**WORK TO COMPLETE**
Convert the records below into a two-column CSV with the header instruction,points, and write one row for each request: its text and its answer, each in a double-quoted field, with line breaks replaced by spaces. Cover every record and leave out the pictures.

**STORED DATA**
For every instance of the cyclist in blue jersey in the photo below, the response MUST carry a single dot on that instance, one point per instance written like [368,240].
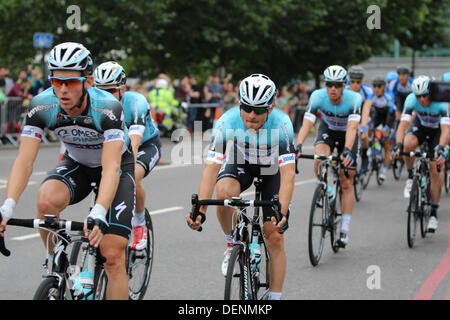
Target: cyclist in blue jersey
[431,125]
[400,89]
[341,114]
[383,114]
[257,139]
[356,77]
[89,122]
[144,137]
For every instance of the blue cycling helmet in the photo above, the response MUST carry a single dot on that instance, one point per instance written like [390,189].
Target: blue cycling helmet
[391,76]
[446,76]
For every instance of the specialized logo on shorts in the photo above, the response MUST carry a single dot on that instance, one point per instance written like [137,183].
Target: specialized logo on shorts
[119,209]
[59,169]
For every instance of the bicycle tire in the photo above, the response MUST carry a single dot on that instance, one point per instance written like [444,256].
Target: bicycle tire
[235,290]
[447,177]
[369,171]
[357,186]
[397,168]
[49,290]
[262,281]
[315,252]
[136,260]
[336,220]
[413,212]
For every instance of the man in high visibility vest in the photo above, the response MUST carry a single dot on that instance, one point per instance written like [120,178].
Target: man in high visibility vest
[166,107]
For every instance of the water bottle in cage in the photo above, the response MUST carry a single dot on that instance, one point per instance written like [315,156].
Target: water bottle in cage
[255,252]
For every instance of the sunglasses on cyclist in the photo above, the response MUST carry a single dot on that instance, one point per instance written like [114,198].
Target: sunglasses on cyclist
[112,90]
[69,82]
[257,110]
[337,85]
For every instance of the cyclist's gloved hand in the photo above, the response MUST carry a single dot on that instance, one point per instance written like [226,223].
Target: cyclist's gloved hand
[195,220]
[397,149]
[298,151]
[98,215]
[346,157]
[6,211]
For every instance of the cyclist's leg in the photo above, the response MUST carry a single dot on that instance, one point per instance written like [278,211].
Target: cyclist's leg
[437,178]
[231,181]
[148,156]
[323,144]
[66,184]
[115,240]
[275,240]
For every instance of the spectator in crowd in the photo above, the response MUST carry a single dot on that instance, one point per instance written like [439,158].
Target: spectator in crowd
[37,84]
[194,96]
[21,89]
[6,83]
[230,97]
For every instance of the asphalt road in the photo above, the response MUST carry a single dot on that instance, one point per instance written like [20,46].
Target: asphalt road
[377,263]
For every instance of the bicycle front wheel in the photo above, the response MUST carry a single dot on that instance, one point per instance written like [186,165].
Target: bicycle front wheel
[413,212]
[49,290]
[237,280]
[139,264]
[317,224]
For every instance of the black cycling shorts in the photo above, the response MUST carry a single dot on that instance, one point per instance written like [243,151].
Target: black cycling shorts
[424,134]
[149,154]
[78,179]
[336,139]
[245,174]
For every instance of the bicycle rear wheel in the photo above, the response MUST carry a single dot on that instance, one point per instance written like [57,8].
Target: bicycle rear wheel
[139,264]
[317,224]
[397,168]
[413,212]
[335,220]
[237,279]
[49,290]
[261,280]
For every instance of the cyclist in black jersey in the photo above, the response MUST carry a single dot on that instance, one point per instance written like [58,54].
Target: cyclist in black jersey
[90,123]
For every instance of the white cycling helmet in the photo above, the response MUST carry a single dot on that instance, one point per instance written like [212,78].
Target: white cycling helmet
[109,73]
[257,90]
[420,85]
[161,84]
[70,56]
[335,73]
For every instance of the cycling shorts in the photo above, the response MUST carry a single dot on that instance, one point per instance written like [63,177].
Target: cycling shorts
[149,154]
[245,175]
[78,179]
[424,134]
[336,139]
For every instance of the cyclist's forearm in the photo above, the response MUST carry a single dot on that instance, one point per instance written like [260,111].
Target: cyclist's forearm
[352,129]
[287,183]
[443,141]
[208,182]
[304,131]
[18,179]
[366,112]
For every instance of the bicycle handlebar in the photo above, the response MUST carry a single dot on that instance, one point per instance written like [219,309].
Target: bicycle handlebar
[50,222]
[234,202]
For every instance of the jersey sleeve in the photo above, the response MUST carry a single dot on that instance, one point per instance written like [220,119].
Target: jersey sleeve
[445,114]
[140,111]
[36,119]
[409,106]
[112,124]
[355,113]
[218,142]
[313,107]
[286,144]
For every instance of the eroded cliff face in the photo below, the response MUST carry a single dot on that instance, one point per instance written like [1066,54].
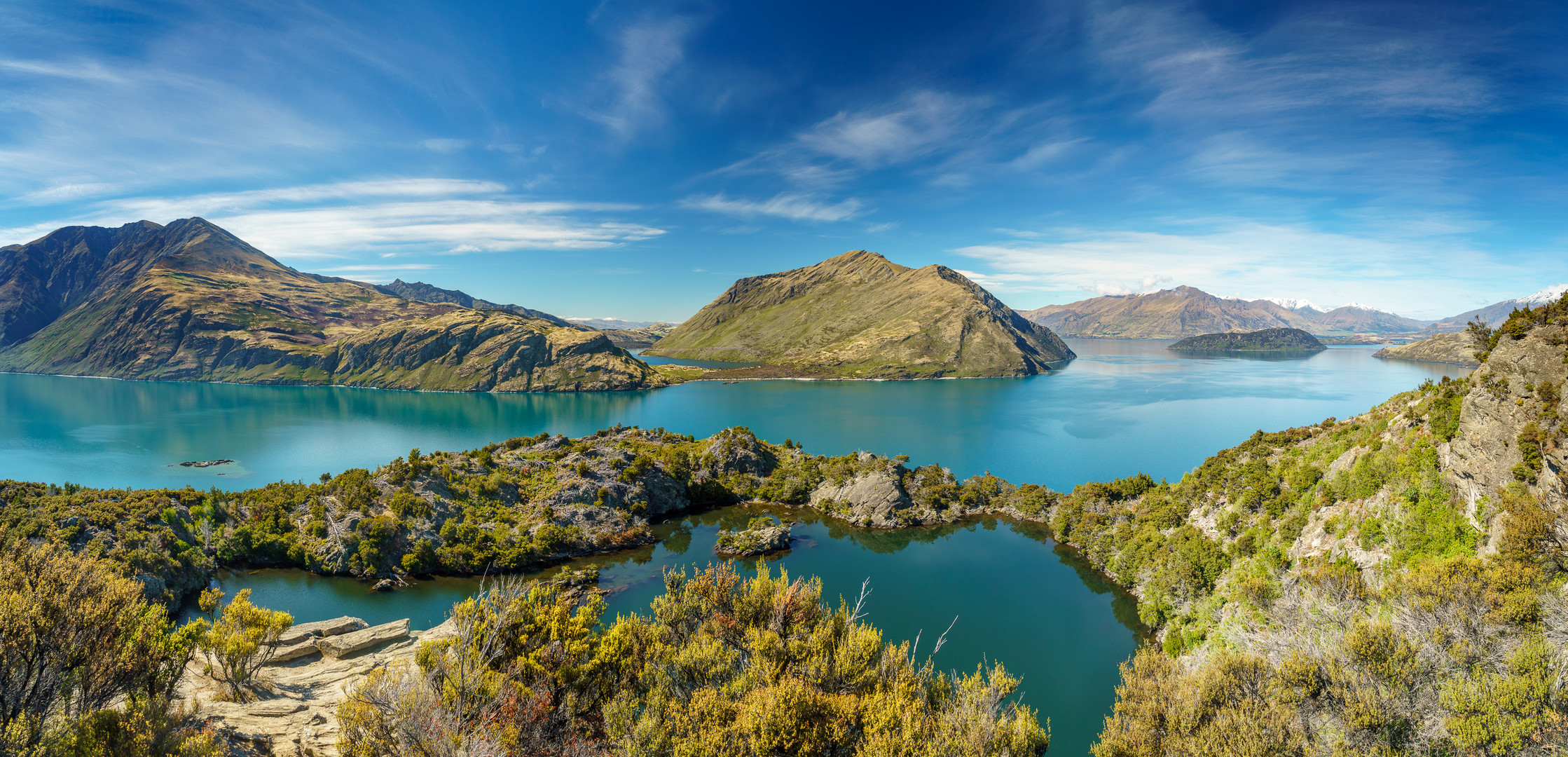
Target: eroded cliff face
[1511,427]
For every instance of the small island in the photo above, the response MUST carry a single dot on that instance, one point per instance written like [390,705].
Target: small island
[1275,341]
[761,536]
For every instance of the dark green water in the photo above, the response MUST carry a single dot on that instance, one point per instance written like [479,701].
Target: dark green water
[1120,408]
[1017,596]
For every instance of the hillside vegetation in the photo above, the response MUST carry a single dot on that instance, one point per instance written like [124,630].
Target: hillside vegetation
[1391,583]
[190,301]
[858,315]
[1252,341]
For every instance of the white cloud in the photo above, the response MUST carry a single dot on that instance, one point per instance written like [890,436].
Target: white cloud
[444,144]
[363,268]
[383,217]
[631,101]
[795,207]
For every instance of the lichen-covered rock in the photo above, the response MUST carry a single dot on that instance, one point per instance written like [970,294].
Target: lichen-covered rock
[1517,389]
[874,499]
[305,630]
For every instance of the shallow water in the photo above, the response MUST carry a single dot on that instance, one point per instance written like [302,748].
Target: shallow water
[1010,594]
[1123,407]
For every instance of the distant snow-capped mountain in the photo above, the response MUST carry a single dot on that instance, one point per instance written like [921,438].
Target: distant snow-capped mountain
[1297,304]
[1498,313]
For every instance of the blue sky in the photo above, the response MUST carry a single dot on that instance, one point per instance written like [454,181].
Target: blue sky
[634,158]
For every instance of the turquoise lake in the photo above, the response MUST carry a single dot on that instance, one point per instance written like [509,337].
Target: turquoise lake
[1123,407]
[1009,593]
[1018,598]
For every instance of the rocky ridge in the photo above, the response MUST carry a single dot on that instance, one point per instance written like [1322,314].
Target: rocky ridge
[1252,341]
[860,315]
[1188,311]
[190,301]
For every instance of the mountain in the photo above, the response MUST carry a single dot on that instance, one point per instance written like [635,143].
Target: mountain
[617,323]
[1356,319]
[1297,306]
[430,294]
[1454,347]
[1252,341]
[858,315]
[190,301]
[1188,311]
[1498,313]
[640,337]
[1167,314]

**TASK ANSWER**
instruction,points
"For every instance of the cyclist in blue jersey in the photo below, the response MUST carry a single dot on that instance, one point per instance written like [368,240]. Target: cyclist in blue jersey","[431,125] [400,89] [341,114] [383,114] [257,139] [356,77] [89,122] [144,137]"
"For every instance of the blue cycling helmet in the photo above, the response MUST carry a single dot on that instance, one point per instance written like [390,189]. Target: blue cycling helmet","[391,76] [446,76]"
"For every instance of the specialized logo on shorts in the photo above, the response MUST carry a single dot on that instance, one point per instance written like [137,183]. Target: specialized logo on shorts","[119,209] [59,169]"
"For every instance of the bicycle tire in the photo above, the response MUST carry a single dot on that instance, one point per instance written like [444,256]. Target: bicycle tire","[235,290] [447,177] [369,171] [357,186] [397,168] [49,290] [262,281] [315,252] [136,260] [336,220] [413,212]"
"For every instance of the man in high visibility vest in the photo above, the response MUST carry a single dot on that instance, one point per instance written like [120,178]. Target: man in high visibility vest","[166,107]"
"For every instance of the water bottle in cage in the photo above, the response MUST carry a single dot on that instance, one point per instance written like [315,156]. Target: water bottle in cage","[255,252]"
"For every instance of the sunglasses on cyclist in the photo above, the response MUST carry a single dot on that instance, one point per instance written like [114,198]. Target: sunglasses on cyclist","[112,90] [69,82] [257,110] [337,85]"
"For every instance of the cyclist's gloved hand in the photo above, the response MUST carry a single dot on that instance, one point per instance written like [226,223]. Target: cyclist's gloved hand","[195,220] [397,149] [298,151] [98,215] [346,157] [6,211]"
"For every instance of the cyclist's leg in the photo above, the response MUST carry a single dot on that instance, one point per instance written like [278,211]. Target: cyclist's leg","[437,178] [231,181] [148,156] [323,144] [66,184] [115,240] [275,240]"
"For every instance of the spectator in crowd in the photo above, the response MUST carry a single dot on that instance, one point per instance written like [439,158]. Target: spectator in crowd","[37,84] [194,96] [21,89] [6,83] [230,97]"
"For every instance of the asphalt road in the photo above, the response MUST carry a single dot on that instance, one point per instance written like [20,46]. Target: asphalt road","[377,263]"
"For every instance of the bicycle front wheel in the photo above, the response MUST carry a single dot on that instance, one point per instance written like [186,165]. Target: bicycle front wheel","[413,212] [49,290] [237,280] [139,264] [317,224]"
"For every instance of the black cycling shorts in the photo above, the response MUST carry a single dot on that instance, one point per instance written like [243,151]. Target: black cycling shorts","[424,134] [149,154] [78,179] [336,139] [245,174]"
"For every instance of the bicycle rear wheel in the photo above, the response MUST carry a single dot on that instance, one point per instance written like [57,8]. Target: bicycle rear wheel","[139,264] [317,224] [397,168] [413,212] [335,220] [237,279] [49,290] [261,280]"
"For every instance of the cyclist in black jersey in the photo above, the response MUST carry a single dot on that instance, one point per instance written like [58,54]. Target: cyclist in black jersey","[90,123]"
"For every instance of the white cycling helmet in the photo above, the response MUST carry a single dot on that instance, one point per instance written like [212,78]. Target: white cycling helmet","[109,73] [257,90] [420,85] [161,84] [70,56] [335,73]"
"For every instance of the cycling shorts in the photo above, the response MUST carry a single dot on that instance, one point per instance written like [63,177]. Target: cycling shorts","[149,154] [245,175] [78,179] [424,134] [336,139]"
"For every instance of the cyclist's forearm in the photo above, the response MUST carry a single dot on that instance, one point per instance written like [260,111]. Target: cyclist's forearm","[352,129] [287,183] [443,141] [208,182] [304,131] [18,179] [366,112]"
"For every instance of the bicycle handlebar in the photo above, the response MUST carry a single dot on that instance, one point per instance written like [219,309]. Target: bicycle handlebar","[50,222] [234,202]"
"For every instance of the jersey sleeve in the photo above, the response MUST carry a single dot on that instance, one point per instance written like [220,119]. Target: jersey sleeve","[445,114] [140,111] [36,119] [409,106] [112,124] [355,113] [218,142] [313,107] [286,144]"
"For every instance of the eroded cliff face in the photo below, the response MUST carry a single dot on that instance, one point per instance written like [1066,54]. Target: eroded cliff face","[1511,427]"
"For every instance of the small island in the photo above, the response MUST carry a single dot on that instance, one point per instance written like [390,705]. Target: small island","[1275,341] [761,536]"
"For every instance of the dark green water in the photo above, the response MUST carry a single dot on that instance, one point per instance written like [479,701]. Target: dark green water","[1120,408] [1017,596]"
"For every instance of the hillside vegetation in the photo above, the response MUST carry a single dot on that instance, one point per instance written like [124,630]. Target: hillside vegetation","[1391,583] [190,301] [858,315] [1252,341]"
"For every instance of the white cloud in the photo above, the response MUST carry a single dot on that instance, one point per instance written like [890,436]. Target: white cloud","[444,144] [363,268] [383,217] [631,101] [795,207]"
"For every instance of the lichen-covered rock in the photo above, the response MUST carry a single dot on that instance, one point per instance written like [970,294]. Target: lichen-covered rock","[1517,389] [874,499] [305,630]"
"For every instance of the shallow water in the photo above, the response MUST carry a single dot on that instance, one point per instance written like [302,748]. Target: shallow water","[1010,594] [1123,407]"
"For every instance of the distant snow-capped mountain in the photo above, the response MUST carry a single dot on that instance, one point per instance written like [921,438]. Target: distant snow-capped mountain","[1297,304] [1498,313]"
"For every instance of the blue sky in the photo above, the response MUST carry a single dot on that instance, one point per instance written like [454,181]. Target: blue sky","[634,158]"
"For every instance of the turquoise lake in the photo above, the response MUST carry a single dot on that instance, one point per instance written like [509,337]. Target: turquoise lake","[1123,407] [1009,593] [1018,598]"
"For every instance of the rocky ridge in the photo above, the response MUST carry a single dot on that instance, one point per instance written like [1322,314]. Target: rocky ridge","[1252,341] [860,315] [1188,311] [190,301]"
"For every instance of the mountain in the photo above, the response MUST carry a single dot on that instance, one point per instance written like [635,143]. Target: mountain","[617,323] [1356,319] [1297,306] [430,294] [1454,347] [1252,341] [858,315] [190,301] [1188,311] [1498,313] [640,337] [1167,314]"